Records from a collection
◆ ◆ ◆ ◆ ◆

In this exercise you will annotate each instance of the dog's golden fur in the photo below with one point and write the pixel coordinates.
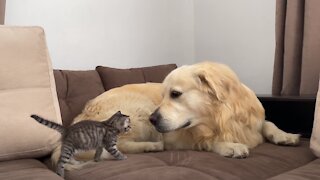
(220, 113)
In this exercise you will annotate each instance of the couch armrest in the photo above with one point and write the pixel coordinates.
(292, 114)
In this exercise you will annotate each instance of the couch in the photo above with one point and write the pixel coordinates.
(74, 88)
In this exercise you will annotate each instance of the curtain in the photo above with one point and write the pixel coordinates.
(2, 8)
(297, 54)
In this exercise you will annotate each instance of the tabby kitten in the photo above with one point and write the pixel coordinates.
(88, 135)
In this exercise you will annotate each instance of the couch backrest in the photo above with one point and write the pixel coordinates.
(76, 88)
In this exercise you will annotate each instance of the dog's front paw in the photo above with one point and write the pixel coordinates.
(287, 139)
(233, 150)
(154, 147)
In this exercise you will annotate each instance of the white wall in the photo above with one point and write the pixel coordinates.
(118, 33)
(131, 33)
(240, 33)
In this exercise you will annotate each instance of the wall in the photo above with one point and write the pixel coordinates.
(240, 34)
(133, 33)
(116, 33)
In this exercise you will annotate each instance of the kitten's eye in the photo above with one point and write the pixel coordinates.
(175, 94)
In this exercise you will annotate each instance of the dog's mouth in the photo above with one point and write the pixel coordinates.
(166, 130)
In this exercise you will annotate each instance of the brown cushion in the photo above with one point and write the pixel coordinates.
(74, 89)
(308, 171)
(112, 77)
(265, 161)
(26, 169)
(315, 136)
(26, 87)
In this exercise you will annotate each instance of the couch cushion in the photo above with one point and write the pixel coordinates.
(267, 160)
(315, 136)
(112, 77)
(26, 169)
(308, 171)
(26, 87)
(74, 89)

◆ ◆ ◆ ◆ ◆

Reproduce precisely the span of lines that begins at the line containing "the dog's mouth" and ends with the last line of the listing.

In this exercise you will annotate each instance of the dog's mouth in the photo above with one point and write the pixel coordinates.
(166, 130)
In this exercise you will annotate each instance of the brown cushion in the photo above with one point and write the pixel coordinates.
(74, 89)
(308, 171)
(112, 77)
(265, 161)
(26, 169)
(315, 136)
(26, 87)
In this exercise you will annotate each instance of the couch cushion in the photo above with one point and write the pixel coordinates.
(267, 160)
(315, 136)
(112, 77)
(26, 169)
(308, 171)
(26, 87)
(74, 89)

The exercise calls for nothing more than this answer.